Extract all of the entries below, reproducing every line word for word.

#### LISTED ENTRIES

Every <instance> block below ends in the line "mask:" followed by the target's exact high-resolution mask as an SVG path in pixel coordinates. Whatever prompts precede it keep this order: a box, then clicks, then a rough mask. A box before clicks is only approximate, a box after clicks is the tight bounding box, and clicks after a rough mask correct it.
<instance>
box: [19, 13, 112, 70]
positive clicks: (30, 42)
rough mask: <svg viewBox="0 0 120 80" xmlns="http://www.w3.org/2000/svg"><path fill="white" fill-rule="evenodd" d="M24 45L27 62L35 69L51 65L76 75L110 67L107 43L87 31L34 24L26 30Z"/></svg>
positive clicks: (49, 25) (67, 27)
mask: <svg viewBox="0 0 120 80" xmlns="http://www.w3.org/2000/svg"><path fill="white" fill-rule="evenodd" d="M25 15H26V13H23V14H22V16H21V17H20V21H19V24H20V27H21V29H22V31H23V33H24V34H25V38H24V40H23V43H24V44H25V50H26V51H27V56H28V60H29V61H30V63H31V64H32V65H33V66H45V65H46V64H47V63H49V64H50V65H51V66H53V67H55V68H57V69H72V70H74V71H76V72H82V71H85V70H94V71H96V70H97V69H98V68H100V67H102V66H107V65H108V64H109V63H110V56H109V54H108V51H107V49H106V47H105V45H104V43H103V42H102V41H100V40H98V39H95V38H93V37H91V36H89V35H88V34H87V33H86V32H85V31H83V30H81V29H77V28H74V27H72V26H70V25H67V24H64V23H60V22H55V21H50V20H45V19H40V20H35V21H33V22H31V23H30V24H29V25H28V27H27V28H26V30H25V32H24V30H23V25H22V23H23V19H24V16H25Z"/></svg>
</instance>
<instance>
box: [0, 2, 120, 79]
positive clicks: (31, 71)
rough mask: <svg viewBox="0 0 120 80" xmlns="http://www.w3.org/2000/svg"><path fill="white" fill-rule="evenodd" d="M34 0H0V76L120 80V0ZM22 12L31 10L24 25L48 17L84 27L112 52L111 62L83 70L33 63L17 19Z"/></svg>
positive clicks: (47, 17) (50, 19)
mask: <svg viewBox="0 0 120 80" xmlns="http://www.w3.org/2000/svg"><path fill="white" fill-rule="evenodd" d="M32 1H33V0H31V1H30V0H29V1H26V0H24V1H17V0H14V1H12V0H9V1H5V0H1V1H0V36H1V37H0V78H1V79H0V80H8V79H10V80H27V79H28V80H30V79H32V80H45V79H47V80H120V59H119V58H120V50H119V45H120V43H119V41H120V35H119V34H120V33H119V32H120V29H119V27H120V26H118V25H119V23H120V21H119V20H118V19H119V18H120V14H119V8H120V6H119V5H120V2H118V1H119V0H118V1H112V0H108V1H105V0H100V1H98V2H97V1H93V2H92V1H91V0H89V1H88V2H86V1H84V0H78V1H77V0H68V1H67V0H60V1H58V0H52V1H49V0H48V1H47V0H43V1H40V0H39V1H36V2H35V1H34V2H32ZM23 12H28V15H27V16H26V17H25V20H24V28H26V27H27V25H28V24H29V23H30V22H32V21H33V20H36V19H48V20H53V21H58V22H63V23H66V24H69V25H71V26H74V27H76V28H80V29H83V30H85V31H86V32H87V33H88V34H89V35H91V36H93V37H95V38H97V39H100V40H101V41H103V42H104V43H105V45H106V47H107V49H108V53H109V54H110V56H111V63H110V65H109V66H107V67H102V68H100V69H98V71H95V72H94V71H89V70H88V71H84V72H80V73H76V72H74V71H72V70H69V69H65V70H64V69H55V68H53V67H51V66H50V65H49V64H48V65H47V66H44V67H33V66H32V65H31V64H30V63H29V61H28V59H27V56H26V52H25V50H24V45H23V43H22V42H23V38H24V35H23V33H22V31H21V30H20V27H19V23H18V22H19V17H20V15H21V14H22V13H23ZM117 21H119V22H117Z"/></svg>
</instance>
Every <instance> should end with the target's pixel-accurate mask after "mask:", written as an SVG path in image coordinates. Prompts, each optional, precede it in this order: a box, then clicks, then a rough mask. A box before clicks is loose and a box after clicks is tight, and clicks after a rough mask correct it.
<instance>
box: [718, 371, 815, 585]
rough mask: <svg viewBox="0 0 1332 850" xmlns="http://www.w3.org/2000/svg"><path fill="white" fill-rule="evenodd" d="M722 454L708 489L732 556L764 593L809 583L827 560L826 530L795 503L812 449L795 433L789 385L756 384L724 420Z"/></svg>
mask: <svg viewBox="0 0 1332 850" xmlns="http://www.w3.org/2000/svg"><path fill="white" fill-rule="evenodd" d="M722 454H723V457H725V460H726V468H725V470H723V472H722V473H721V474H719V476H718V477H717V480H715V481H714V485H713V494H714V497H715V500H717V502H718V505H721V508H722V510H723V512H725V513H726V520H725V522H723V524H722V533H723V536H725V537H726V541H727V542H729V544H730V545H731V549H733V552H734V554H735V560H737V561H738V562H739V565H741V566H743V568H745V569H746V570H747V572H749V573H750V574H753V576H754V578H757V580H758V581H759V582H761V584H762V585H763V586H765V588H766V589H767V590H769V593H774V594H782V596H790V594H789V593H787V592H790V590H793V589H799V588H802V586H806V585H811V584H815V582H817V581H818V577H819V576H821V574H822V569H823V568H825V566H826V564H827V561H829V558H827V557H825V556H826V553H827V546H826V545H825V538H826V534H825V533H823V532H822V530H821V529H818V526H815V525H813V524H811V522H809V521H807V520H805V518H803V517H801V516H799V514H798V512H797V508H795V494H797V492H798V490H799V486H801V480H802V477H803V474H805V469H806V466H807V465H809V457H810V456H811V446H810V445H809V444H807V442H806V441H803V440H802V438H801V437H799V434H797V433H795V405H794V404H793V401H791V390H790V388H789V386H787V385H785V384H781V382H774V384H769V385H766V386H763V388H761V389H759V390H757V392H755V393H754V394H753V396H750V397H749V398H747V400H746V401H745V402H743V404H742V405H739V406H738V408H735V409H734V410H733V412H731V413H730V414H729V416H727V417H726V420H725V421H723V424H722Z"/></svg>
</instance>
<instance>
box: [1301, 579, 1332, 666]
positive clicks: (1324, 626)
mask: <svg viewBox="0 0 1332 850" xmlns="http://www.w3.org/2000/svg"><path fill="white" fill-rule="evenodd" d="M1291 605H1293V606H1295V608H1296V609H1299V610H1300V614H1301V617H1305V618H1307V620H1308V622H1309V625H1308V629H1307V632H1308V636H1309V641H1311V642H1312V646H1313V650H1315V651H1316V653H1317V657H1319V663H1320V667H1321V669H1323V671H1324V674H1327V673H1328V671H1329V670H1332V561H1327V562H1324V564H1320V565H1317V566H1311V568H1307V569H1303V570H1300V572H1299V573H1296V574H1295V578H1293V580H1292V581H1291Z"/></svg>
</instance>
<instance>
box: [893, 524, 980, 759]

########

## RESPONSE AREA
Every <instance> block below ends in the line "mask:" followed by the target's exact high-resolution mask as an SVG path in pixel coordinates. Whatever prompts precede it keep this order: a box, then clicks, then a rough mask. A box before clicks is only approximate, a box after clicks is the tight bounding box, and clicks after a rough mask correct it.
<instance>
box: [19, 13, 112, 70]
positive clicks: (30, 42)
rough mask: <svg viewBox="0 0 120 80" xmlns="http://www.w3.org/2000/svg"><path fill="white" fill-rule="evenodd" d="M24 45L27 62L35 69L51 65L76 75L110 67L107 43L87 31L34 24L26 30Z"/></svg>
positive clicks: (49, 25) (67, 27)
mask: <svg viewBox="0 0 120 80" xmlns="http://www.w3.org/2000/svg"><path fill="white" fill-rule="evenodd" d="M25 15H26V13H23V14H22V16H21V17H20V21H19V24H20V27H21V29H22V31H23V33H24V34H25V38H24V40H23V43H24V44H25V50H26V51H27V56H28V60H29V61H30V63H31V64H32V65H33V66H45V65H46V64H47V63H49V64H50V65H51V66H53V67H55V68H57V69H72V70H74V71H76V72H82V71H85V70H94V71H96V70H97V69H98V68H100V67H102V66H107V65H108V64H109V63H110V56H109V54H108V51H107V49H106V47H105V45H104V43H103V42H102V41H100V40H98V39H95V38H93V37H91V36H89V35H88V34H87V33H86V32H85V31H83V30H81V29H77V28H74V27H72V26H70V25H67V24H64V23H60V22H55V21H50V20H45V19H40V20H35V21H33V22H31V23H30V24H29V25H28V27H27V28H26V30H25V32H24V30H23V25H22V23H23V19H24V16H25Z"/></svg>
</instance>
<instance>
box: [0, 2, 120, 79]
positive clicks: (31, 71)
rough mask: <svg viewBox="0 0 120 80" xmlns="http://www.w3.org/2000/svg"><path fill="white" fill-rule="evenodd" d="M34 0H0V76L120 80V0ZM22 12L31 10L24 25L48 17L84 27L112 52L111 62L83 70L33 63L17 19Z"/></svg>
positive clicks: (47, 17) (50, 19)
mask: <svg viewBox="0 0 120 80" xmlns="http://www.w3.org/2000/svg"><path fill="white" fill-rule="evenodd" d="M32 1H33V0H31V1H30V0H29V1H26V0H24V1H17V0H14V1H12V0H9V1H5V0H1V1H0V36H1V37H0V78H1V79H0V80H8V79H10V80H27V79H28V80H30V79H32V80H45V79H47V80H120V59H119V58H120V50H119V45H120V43H119V41H120V35H119V34H120V33H119V32H120V29H119V27H120V26H118V25H119V23H120V21H119V20H118V19H119V18H120V14H119V8H120V6H119V5H120V2H118V1H119V0H118V1H112V0H108V1H105V0H100V1H98V2H97V1H93V2H92V1H91V0H89V1H88V2H86V1H84V0H78V1H77V0H68V1H67V0H60V1H58V0H52V1H49V0H48V1H47V0H43V1H40V0H39V1H36V2H35V1H34V2H32ZM23 12H28V15H27V16H26V17H25V20H24V28H26V27H27V25H28V24H29V23H30V22H32V21H33V20H36V19H48V20H53V21H58V22H63V23H66V24H69V25H71V26H74V27H76V28H80V29H83V30H85V31H86V32H87V33H88V34H89V35H91V36H93V37H95V38H97V39H100V40H101V41H103V42H104V43H105V45H106V47H107V49H108V53H109V54H110V56H111V63H110V65H109V66H107V67H102V68H100V69H98V71H95V72H94V71H89V70H88V71H84V72H80V73H76V72H74V71H72V70H69V69H65V70H64V69H55V68H53V67H51V66H50V65H49V64H48V65H47V66H44V67H33V66H32V65H31V64H30V63H29V61H28V59H27V56H26V52H25V50H24V45H23V43H22V42H23V38H24V35H23V33H22V31H21V30H20V27H19V23H18V22H19V17H20V15H21V14H22V13H23ZM117 21H119V22H117Z"/></svg>
</instance>
Every <instance> should end with the target's pixel-accurate mask after "mask:", written as an SVG path in image coordinates. Prompts, each optional, precede it in this order: a box, then clicks, then a rough mask. A box before clicks is loose and a box after clicks is tight, and clicks after a rough mask correct it.
<instance>
box: [718, 371, 815, 585]
rough mask: <svg viewBox="0 0 1332 850" xmlns="http://www.w3.org/2000/svg"><path fill="white" fill-rule="evenodd" d="M722 454L708 489L732 556L764 593L809 583L827 560L826 530L795 503L812 449L795 433L789 385L756 384L724 420Z"/></svg>
mask: <svg viewBox="0 0 1332 850" xmlns="http://www.w3.org/2000/svg"><path fill="white" fill-rule="evenodd" d="M722 454H723V457H725V460H726V468H725V470H723V472H722V473H721V474H719V476H718V477H717V480H715V481H714V485H713V494H714V497H715V500H717V502H718V505H721V508H722V510H723V512H725V513H726V520H725V522H723V524H722V533H723V536H725V537H726V541H727V542H729V544H730V545H731V549H733V552H734V554H735V560H737V561H738V562H739V565H741V566H743V568H745V569H746V570H747V572H749V573H750V574H753V576H754V578H757V580H758V581H759V582H761V584H762V585H763V586H765V588H766V589H767V590H769V593H774V594H782V596H790V594H789V593H787V592H790V590H793V589H799V588H802V586H806V585H811V584H815V582H817V581H818V577H819V576H821V574H822V569H823V568H825V566H826V564H827V561H829V558H827V557H825V556H826V553H827V546H826V545H825V538H826V534H825V533H823V532H822V530H821V529H818V526H815V525H813V524H811V522H809V521H807V520H805V518H803V517H801V516H799V514H798V512H797V508H795V494H797V492H798V490H799V486H801V480H802V477H803V474H805V469H806V466H807V465H809V457H810V456H811V446H810V445H809V444H807V442H806V441H803V440H802V438H801V437H799V434H797V433H795V405H794V404H793V401H791V390H790V388H789V386H787V385H785V384H781V382H774V384H769V385H766V386H763V388H761V389H759V390H757V392H755V393H754V394H753V396H750V397H749V398H747V400H746V401H745V402H743V404H742V405H739V406H738V408H735V409H734V410H733V412H731V413H730V414H729V416H727V417H726V420H725V421H723V424H722Z"/></svg>
</instance>
<instance>
box: [1301, 579, 1332, 666]
positive clicks: (1324, 626)
mask: <svg viewBox="0 0 1332 850" xmlns="http://www.w3.org/2000/svg"><path fill="white" fill-rule="evenodd" d="M1291 605H1293V606H1295V608H1296V609H1299V610H1300V614H1301V617H1305V618H1307V620H1308V622H1309V625H1308V629H1307V632H1308V636H1309V641H1311V642H1312V646H1313V650H1315V651H1316V653H1317V657H1319V663H1320V667H1321V669H1323V671H1324V674H1327V673H1328V671H1329V670H1332V561H1327V562H1324V564H1320V565H1317V566H1311V568H1307V569H1303V570H1300V572H1299V573H1296V574H1295V578H1293V580H1292V581H1291Z"/></svg>
</instance>
<instance>
box: [893, 524, 980, 759]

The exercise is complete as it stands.